Aim of the exercise —
Turn the listing below into a Markdown table with the columns Row and Line, giving each row number and its line, starting at the line that contains "In this exercise you will put a dot on the sphygmomanometer" and continuing through the end of the listing. Leave out any blank lines.

Excerpts from point annotation data
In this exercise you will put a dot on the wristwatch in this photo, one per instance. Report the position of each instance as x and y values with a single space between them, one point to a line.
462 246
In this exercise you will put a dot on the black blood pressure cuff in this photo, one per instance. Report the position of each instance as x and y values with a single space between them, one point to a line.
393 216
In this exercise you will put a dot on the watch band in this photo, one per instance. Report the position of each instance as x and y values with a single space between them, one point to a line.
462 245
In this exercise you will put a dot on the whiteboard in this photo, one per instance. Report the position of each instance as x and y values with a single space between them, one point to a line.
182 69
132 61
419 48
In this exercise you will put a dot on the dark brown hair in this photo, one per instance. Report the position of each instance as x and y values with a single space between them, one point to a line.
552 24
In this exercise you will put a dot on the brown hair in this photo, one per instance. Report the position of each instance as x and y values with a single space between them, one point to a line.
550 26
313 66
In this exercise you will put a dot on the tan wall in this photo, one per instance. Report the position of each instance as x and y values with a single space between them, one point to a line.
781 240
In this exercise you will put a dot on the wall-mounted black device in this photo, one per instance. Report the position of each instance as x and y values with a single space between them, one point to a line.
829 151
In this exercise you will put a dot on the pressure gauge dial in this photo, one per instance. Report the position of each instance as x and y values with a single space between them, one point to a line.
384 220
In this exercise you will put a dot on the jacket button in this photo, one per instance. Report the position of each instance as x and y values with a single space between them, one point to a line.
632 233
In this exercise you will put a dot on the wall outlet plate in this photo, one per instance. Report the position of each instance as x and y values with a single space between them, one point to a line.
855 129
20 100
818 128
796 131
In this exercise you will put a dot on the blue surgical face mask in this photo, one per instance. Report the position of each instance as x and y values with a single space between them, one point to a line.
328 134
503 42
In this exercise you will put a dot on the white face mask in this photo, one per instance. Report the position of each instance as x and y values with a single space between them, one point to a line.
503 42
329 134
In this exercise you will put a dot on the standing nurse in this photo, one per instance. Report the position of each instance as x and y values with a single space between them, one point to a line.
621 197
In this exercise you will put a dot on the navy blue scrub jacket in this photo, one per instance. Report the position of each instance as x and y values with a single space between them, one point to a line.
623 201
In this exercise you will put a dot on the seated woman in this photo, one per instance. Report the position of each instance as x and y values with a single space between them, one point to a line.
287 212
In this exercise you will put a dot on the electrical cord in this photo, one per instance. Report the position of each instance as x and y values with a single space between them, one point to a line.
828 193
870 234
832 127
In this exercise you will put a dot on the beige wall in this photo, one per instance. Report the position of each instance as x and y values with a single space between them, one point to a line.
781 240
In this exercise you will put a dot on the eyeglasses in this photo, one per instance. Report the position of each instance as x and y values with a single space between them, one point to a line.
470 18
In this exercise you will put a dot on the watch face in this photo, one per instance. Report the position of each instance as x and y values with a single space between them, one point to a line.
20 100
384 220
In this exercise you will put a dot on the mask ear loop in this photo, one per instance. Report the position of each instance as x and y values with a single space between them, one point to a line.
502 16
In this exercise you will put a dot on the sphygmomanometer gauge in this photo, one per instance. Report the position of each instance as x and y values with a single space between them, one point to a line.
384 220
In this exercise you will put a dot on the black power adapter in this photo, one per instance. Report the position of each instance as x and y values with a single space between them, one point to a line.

Exercise response —
| Row | Line |
|---|---|
| 1 | In this exercise you will put a dot on the sphygmomanometer gauge in this photo, one per instance. Report the position of each instance as x and y values with a single space between them, one point to a line. |
| 2 | 384 220 |
| 3 | In this exercise you will put a dot on the black power adapter in this photo, one per instance. Report the position of each instance as x and y values with a single space between them, one point to a line. |